→ PROBLEM DESCRIPTION: Copy out, word for word, everything in the data from its first line down to the line containing "0,0 -> 1200,192", with both ends included. Leave the pictures out of your answer.

───── DATASET RECORDS

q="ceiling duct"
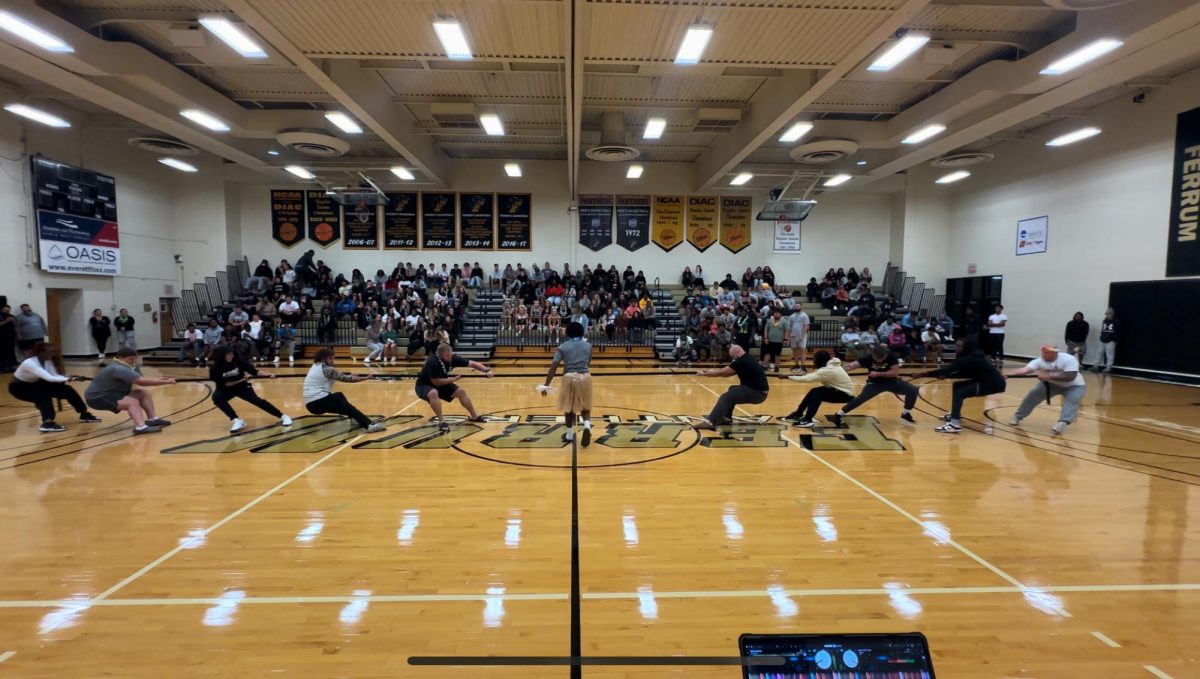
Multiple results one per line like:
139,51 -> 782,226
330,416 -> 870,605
583,110 -> 642,163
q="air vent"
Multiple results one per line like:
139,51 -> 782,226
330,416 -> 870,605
128,137 -> 200,156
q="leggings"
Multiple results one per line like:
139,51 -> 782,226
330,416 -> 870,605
212,383 -> 283,420
305,392 -> 371,429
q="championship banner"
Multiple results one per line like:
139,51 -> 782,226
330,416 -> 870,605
383,193 -> 420,250
271,190 -> 304,247
421,193 -> 457,250
458,193 -> 496,250
721,198 -> 751,252
650,196 -> 684,252
342,200 -> 379,250
305,191 -> 342,247
688,196 -> 718,252
1166,108 -> 1200,276
617,196 -> 650,252
580,194 -> 612,252
496,193 -> 533,250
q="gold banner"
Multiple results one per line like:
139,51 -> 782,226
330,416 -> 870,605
720,198 -> 751,252
650,196 -> 684,252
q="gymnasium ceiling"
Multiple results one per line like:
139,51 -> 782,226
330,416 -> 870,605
0,0 -> 1200,192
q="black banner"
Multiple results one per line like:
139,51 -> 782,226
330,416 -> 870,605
342,200 -> 379,250
306,191 -> 342,247
421,193 -> 456,250
496,193 -> 533,250
458,193 -> 496,250
271,190 -> 304,247
383,193 -> 420,250
580,194 -> 612,252
617,196 -> 650,252
1166,108 -> 1200,276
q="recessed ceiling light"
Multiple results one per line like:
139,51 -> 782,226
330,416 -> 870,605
642,118 -> 667,139
934,170 -> 971,184
158,158 -> 197,172
179,108 -> 229,132
866,35 -> 929,73
325,110 -> 362,134
0,12 -> 74,54
4,103 -> 71,127
900,125 -> 946,144
1046,127 -> 1100,146
199,16 -> 268,59
1040,37 -> 1122,76
433,19 -> 472,59
676,24 -> 713,64
479,113 -> 504,137
779,120 -> 812,143
283,166 -> 317,179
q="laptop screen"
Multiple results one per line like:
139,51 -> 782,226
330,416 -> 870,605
738,632 -> 935,679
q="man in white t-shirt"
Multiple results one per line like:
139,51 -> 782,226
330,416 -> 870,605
1004,344 -> 1087,434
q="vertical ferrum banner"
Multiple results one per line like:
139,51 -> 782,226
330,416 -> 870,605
383,193 -> 420,250
650,196 -> 684,252
458,193 -> 496,250
688,196 -> 718,252
721,197 -> 751,252
421,193 -> 456,250
580,194 -> 613,252
1166,108 -> 1200,276
305,191 -> 342,247
271,190 -> 304,247
496,193 -> 533,250
617,196 -> 650,252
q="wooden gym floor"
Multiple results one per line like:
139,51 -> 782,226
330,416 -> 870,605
0,361 -> 1200,679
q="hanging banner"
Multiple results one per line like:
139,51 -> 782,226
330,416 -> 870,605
342,200 -> 379,250
720,198 -> 751,252
617,196 -> 650,252
496,193 -> 533,250
421,193 -> 456,250
688,196 -> 718,252
580,194 -> 612,252
271,190 -> 304,247
305,191 -> 342,247
458,193 -> 496,250
383,193 -> 419,250
1166,108 -> 1200,276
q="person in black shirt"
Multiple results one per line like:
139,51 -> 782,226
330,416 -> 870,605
416,344 -> 492,432
829,345 -> 918,427
696,344 -> 770,429
917,337 -> 1006,434
209,345 -> 292,434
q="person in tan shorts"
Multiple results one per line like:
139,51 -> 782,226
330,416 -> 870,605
538,320 -> 592,447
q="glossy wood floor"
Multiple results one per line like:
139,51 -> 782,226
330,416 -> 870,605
0,361 -> 1200,679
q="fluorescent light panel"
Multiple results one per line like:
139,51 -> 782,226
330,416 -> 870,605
433,19 -> 473,60
866,35 -> 929,73
676,24 -> 713,64
199,17 -> 268,59
1040,37 -> 1122,76
779,121 -> 812,143
4,103 -> 71,127
1046,127 -> 1100,146
0,12 -> 74,54
900,125 -> 946,144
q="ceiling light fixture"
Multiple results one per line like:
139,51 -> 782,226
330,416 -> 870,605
0,12 -> 74,54
199,16 -> 268,59
433,19 -> 473,60
4,103 -> 71,127
1039,37 -> 1122,76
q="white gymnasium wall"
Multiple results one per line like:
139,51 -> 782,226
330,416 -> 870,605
940,66 -> 1200,356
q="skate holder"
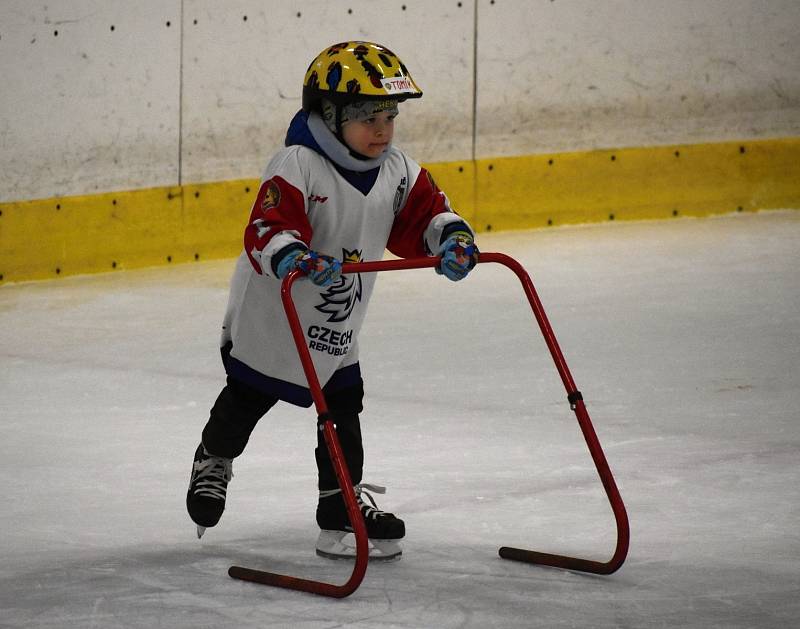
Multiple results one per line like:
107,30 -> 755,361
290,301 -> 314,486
228,253 -> 630,598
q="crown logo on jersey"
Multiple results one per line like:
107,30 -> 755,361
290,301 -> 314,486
315,249 -> 361,323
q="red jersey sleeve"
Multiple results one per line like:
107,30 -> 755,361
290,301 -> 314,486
386,168 -> 455,258
244,176 -> 312,273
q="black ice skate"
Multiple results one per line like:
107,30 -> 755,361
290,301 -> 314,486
186,443 -> 233,538
317,483 -> 406,561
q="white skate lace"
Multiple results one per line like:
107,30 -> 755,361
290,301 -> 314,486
319,483 -> 386,520
194,452 -> 233,500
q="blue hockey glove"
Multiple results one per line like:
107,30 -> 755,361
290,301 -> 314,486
275,247 -> 342,286
436,232 -> 480,282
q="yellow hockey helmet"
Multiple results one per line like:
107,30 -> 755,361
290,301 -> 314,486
303,41 -> 422,111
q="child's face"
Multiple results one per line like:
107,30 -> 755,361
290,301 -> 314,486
342,111 -> 395,157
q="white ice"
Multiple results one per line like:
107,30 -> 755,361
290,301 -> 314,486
0,211 -> 800,629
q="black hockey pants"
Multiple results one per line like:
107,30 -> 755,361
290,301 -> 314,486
203,376 -> 364,490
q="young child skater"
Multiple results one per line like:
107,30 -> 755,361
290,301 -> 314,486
186,41 -> 478,559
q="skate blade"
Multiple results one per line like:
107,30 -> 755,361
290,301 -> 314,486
316,529 -> 403,561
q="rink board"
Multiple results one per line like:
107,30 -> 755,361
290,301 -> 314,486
0,138 -> 800,282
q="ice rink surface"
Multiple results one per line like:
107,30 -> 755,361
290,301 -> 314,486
0,211 -> 800,629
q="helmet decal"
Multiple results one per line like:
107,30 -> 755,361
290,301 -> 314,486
303,41 -> 422,111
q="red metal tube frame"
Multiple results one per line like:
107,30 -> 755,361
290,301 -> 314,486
228,253 -> 630,598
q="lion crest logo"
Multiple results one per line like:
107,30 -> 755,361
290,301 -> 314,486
261,179 -> 281,212
315,249 -> 361,323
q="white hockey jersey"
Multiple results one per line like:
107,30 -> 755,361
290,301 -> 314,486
222,112 -> 471,406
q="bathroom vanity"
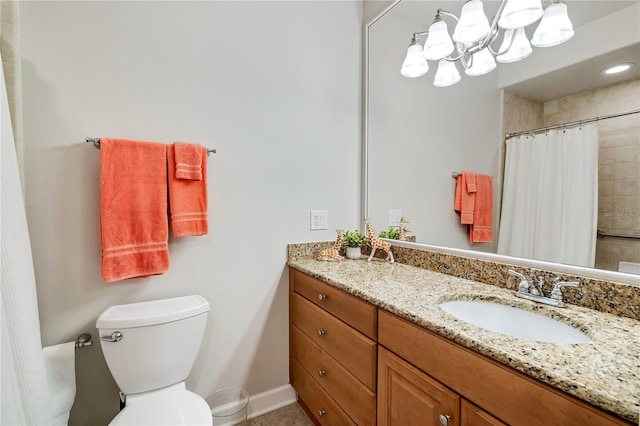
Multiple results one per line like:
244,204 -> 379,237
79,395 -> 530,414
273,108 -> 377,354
289,257 -> 640,425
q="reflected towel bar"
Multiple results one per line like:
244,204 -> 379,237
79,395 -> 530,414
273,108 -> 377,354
84,138 -> 216,157
596,229 -> 640,240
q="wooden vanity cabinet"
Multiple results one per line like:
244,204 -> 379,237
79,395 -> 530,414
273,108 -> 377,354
289,269 -> 377,426
378,310 -> 630,426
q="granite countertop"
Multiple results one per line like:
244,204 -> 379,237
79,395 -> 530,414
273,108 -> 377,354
288,258 -> 640,422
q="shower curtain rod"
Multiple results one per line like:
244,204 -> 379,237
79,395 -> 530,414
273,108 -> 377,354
504,109 -> 640,139
84,138 -> 216,157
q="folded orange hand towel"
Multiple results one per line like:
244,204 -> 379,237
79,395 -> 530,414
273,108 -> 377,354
167,145 -> 209,237
100,138 -> 169,282
453,172 -> 476,225
174,142 -> 201,180
469,175 -> 493,244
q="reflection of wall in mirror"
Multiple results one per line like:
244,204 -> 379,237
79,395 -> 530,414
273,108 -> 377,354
503,80 -> 640,271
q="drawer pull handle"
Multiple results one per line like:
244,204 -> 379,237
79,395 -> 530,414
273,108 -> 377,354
438,414 -> 451,426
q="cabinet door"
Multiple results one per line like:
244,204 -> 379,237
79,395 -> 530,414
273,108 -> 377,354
461,399 -> 507,426
378,346 -> 460,426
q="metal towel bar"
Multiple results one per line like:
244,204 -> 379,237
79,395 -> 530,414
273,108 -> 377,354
84,137 -> 216,157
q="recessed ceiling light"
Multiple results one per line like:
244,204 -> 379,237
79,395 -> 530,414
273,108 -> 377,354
600,62 -> 635,75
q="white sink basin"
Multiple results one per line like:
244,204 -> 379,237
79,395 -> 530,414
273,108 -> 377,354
440,300 -> 591,343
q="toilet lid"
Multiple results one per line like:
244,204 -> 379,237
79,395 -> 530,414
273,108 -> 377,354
109,383 -> 212,426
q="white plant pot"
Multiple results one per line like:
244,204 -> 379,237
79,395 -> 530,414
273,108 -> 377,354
347,247 -> 362,259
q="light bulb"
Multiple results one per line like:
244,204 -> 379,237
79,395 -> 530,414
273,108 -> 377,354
424,20 -> 453,61
400,41 -> 429,78
531,2 -> 573,47
496,28 -> 533,63
498,0 -> 543,30
433,59 -> 460,87
464,48 -> 496,76
453,0 -> 489,45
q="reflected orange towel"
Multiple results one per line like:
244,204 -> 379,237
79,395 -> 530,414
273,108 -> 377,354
100,138 -> 169,282
167,144 -> 209,237
469,175 -> 493,244
175,142 -> 206,180
453,172 -> 476,225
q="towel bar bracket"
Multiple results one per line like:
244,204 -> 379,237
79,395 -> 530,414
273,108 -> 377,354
76,332 -> 93,349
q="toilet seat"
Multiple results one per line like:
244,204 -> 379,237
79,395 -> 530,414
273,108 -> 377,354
109,382 -> 213,426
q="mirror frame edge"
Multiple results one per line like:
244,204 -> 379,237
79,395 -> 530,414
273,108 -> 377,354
360,0 -> 640,287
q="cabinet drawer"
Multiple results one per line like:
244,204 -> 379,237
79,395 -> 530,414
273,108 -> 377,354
291,326 -> 376,426
291,293 -> 377,389
291,359 -> 356,426
378,310 -> 628,426
289,269 -> 378,340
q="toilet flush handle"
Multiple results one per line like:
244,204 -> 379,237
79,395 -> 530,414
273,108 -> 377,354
100,331 -> 122,342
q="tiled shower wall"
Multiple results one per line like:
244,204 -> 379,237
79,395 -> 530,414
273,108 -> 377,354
503,80 -> 640,271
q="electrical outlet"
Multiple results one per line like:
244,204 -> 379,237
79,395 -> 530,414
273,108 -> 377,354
311,210 -> 330,231
389,210 -> 402,226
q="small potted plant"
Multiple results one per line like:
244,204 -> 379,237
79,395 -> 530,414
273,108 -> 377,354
342,229 -> 367,259
379,226 -> 400,240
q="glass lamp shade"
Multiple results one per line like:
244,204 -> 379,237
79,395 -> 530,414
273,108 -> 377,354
433,59 -> 460,87
424,21 -> 453,61
464,48 -> 496,76
531,2 -> 573,47
453,0 -> 489,44
496,28 -> 533,63
400,42 -> 429,78
498,0 -> 543,30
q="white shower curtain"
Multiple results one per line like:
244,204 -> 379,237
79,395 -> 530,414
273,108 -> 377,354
498,125 -> 598,267
0,52 -> 50,425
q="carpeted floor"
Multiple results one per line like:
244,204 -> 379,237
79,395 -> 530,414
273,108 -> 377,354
247,403 -> 313,426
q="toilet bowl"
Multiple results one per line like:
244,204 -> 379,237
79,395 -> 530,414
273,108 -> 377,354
96,295 -> 212,425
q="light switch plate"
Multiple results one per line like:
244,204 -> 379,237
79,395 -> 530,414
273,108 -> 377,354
311,210 -> 328,231
389,210 -> 402,226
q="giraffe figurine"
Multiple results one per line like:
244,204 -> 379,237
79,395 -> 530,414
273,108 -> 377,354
398,217 -> 411,241
315,229 -> 344,262
364,219 -> 393,263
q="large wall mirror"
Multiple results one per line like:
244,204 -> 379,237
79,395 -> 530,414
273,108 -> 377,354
363,0 -> 640,285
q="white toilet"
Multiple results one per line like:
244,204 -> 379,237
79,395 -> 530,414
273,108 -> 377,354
96,295 -> 212,426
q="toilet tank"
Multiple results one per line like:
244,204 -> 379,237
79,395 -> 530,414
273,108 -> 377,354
96,295 -> 209,394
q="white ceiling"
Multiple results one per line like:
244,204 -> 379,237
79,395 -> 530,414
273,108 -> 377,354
392,0 -> 640,102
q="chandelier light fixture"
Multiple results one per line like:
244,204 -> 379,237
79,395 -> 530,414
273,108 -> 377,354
400,0 -> 573,87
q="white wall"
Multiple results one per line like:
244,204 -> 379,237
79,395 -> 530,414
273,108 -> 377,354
20,1 -> 362,424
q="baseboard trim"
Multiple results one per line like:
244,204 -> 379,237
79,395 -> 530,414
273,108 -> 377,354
247,385 -> 296,419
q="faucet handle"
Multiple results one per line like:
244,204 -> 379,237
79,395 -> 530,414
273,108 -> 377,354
507,269 -> 529,281
551,281 -> 580,302
507,269 -> 533,293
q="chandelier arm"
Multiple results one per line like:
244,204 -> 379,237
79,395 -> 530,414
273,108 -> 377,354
436,8 -> 458,22
488,27 -> 516,56
474,0 -> 513,55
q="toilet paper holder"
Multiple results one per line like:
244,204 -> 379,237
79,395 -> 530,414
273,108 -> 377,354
76,332 -> 93,349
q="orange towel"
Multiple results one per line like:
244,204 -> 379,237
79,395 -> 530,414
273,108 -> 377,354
167,145 -> 209,237
100,138 -> 169,282
174,142 -> 201,180
469,175 -> 493,244
453,172 -> 476,225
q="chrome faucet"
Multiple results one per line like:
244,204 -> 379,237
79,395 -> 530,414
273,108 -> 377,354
508,269 -> 579,308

──────────

→ WRITTEN ANSWER:
q="ceiling duct"
Multiple results one per line like:
139,51 -> 782,226
330,416 -> 870,605
583,110 -> 642,163
q="air vent"
Multiple results one per line like:
139,51 -> 782,226
330,416 -> 870,605
128,137 -> 200,156
q="leggings"
Multiple results one per line like:
139,51 -> 782,226
330,416 -> 870,605
212,383 -> 283,420
305,392 -> 371,429
q="championship banner"
Multiple results one per line like:
139,51 -> 782,226
330,416 -> 870,605
383,193 -> 420,250
271,190 -> 304,247
421,193 -> 457,250
458,193 -> 496,250
721,198 -> 751,252
650,196 -> 684,252
342,200 -> 379,250
305,191 -> 342,247
688,196 -> 718,252
1166,108 -> 1200,276
617,196 -> 650,252
580,194 -> 612,252
496,193 -> 533,250
q="gold banner"
Multiple results one per line like:
139,51 -> 782,226
330,416 -> 870,605
720,198 -> 751,252
650,196 -> 684,252
q="gymnasium ceiling"
Multiple results one per line like:
139,51 -> 782,226
330,416 -> 870,605
0,0 -> 1200,192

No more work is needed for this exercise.